**What you need to do**
Pull out each line below that contains the string "clicks", and copy those lines in full.

**Supplied material**
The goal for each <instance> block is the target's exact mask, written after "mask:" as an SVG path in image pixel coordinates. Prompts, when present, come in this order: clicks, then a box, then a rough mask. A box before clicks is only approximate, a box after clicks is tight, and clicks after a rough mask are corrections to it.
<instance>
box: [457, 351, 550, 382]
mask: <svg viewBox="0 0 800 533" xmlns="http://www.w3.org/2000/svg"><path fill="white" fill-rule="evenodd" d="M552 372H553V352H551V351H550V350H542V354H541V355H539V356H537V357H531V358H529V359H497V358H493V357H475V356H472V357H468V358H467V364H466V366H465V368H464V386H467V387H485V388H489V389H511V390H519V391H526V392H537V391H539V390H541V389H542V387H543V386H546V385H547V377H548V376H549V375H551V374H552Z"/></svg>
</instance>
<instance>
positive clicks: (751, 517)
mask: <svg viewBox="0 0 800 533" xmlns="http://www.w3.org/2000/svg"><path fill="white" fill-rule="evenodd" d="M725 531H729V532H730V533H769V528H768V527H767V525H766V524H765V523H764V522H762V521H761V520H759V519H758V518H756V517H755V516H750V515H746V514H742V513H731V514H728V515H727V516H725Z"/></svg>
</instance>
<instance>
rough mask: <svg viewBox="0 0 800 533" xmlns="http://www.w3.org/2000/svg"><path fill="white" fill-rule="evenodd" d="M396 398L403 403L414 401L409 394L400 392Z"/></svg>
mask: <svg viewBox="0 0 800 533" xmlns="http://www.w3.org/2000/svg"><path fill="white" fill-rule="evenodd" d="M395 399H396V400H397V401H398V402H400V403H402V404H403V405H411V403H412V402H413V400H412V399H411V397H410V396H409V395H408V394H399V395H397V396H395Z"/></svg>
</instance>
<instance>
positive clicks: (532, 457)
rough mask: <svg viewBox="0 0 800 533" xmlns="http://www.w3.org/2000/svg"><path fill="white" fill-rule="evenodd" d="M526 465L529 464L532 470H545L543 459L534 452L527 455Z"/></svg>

**Solution to this task**
The goal for each <instance> block is the target's exact mask, written after "mask:" as an SVG path in image pixel coordinates. Prompts, when present, come in this order: clicks, then a box, then a rough mask. A box before clicks is only approximate, a box after clicks is tight, and clicks after a rough mask are corrections to it.
positive clicks: (751, 517)
positive clicks: (532, 457)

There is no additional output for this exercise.